§ **Assignment**: Repeat every record below exactly as written.

Segment Start: Records

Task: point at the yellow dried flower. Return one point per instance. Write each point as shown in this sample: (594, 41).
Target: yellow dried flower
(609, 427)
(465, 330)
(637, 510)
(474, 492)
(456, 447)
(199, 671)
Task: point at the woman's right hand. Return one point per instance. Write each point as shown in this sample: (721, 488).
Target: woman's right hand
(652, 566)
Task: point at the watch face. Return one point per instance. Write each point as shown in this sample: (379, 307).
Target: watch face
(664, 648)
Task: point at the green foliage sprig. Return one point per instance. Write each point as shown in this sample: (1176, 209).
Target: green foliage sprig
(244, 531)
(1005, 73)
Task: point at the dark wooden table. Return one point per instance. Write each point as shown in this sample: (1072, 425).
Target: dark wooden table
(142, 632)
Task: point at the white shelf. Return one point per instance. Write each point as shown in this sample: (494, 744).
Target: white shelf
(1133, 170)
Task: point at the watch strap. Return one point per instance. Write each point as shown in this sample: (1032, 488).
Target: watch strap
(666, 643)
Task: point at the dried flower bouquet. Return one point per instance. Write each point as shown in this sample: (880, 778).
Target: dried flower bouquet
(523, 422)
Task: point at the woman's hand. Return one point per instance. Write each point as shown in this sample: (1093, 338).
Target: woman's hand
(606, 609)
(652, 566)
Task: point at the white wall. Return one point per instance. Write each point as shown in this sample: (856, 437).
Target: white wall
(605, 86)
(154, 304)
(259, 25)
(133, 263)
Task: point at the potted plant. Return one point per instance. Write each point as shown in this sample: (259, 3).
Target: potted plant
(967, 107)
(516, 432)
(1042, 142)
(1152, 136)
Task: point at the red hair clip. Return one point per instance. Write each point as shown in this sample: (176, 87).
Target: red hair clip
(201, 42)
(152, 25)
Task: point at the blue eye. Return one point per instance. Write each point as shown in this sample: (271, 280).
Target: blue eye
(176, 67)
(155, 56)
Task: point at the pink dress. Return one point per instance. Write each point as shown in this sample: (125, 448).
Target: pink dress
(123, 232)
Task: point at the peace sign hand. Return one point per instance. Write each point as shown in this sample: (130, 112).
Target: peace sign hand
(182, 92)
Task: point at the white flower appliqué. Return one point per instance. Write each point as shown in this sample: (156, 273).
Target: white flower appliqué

Segment End: Records

§ **Answer to this problem**:
Task: point at the yellow dried flower. Return one point per instance. Write each point as shown in this sample: (594, 41).
Target: yellow dried flower
(609, 427)
(465, 330)
(637, 510)
(474, 492)
(456, 447)
(199, 671)
Task: point at the woman's right hand. Return one point per instance. Write each point as shown in this sample: (721, 488).
Target: woman's right hand
(652, 566)
Task: point at the watch face. Return one point per instance. Write each point as shown in this sample: (379, 307).
Target: watch face
(664, 648)
Task: point at the green foliage sprig. Return one point per instance. Write each point as shown in this sample: (1176, 209).
Target: green foliage sprig
(244, 531)
(1005, 73)
Task: point at the dark wooden table. Return one point per instance. Write each point as shown in this sample: (1072, 425).
Target: dark wooden table
(142, 632)
Task: point at the white shelf. Return one point per instance. Write each point as shown in this sample: (494, 744).
Target: white shelf
(1133, 170)
Task: point at the watch strap. Return one point per instance. Write each point as shown in this sample: (1032, 488).
Target: watch strap
(666, 643)
Task: point at the dried flower bouquet. Return one point per instance. Write each point as shown in this sample: (880, 778).
Target: dried flower bouquet
(523, 422)
Task: point at the woman's hand. Return one point per instance. Write each point as shown in this sample: (1093, 338).
Target: woman's hand
(606, 609)
(652, 566)
Task: point at the white wall. Return one point per instance. Write each point as shown in this sample: (856, 437).
Target: white wall
(605, 86)
(154, 304)
(259, 25)
(133, 263)
Task: point at the potted plant. Return one point per instance. Write each point as shown in this sample: (259, 3).
Target: potted plant
(967, 107)
(516, 432)
(1042, 142)
(1152, 136)
Task: point at the red hair clip. Return one point per instance. Write each point as shown in this sample: (176, 87).
Target: red hair clip
(201, 42)
(152, 25)
Task: point at the blue eye. Return one point per instance. Write each point as shown in this sample: (271, 280).
Target: blue eye
(176, 67)
(155, 56)
Task: point at the pink dress. Return one point per instance. Write each point as shown in this sample: (125, 448).
Target: pink dress
(123, 232)
Task: point at the peace sign hand. Return one point per instance. Write each point as shown in this sample: (130, 112).
Target: peace sign hand
(182, 92)
Task: point at the white flower appliqué. Return one point per instance. Write each point as shown in this sample: (156, 273).
Target: white flower appliqué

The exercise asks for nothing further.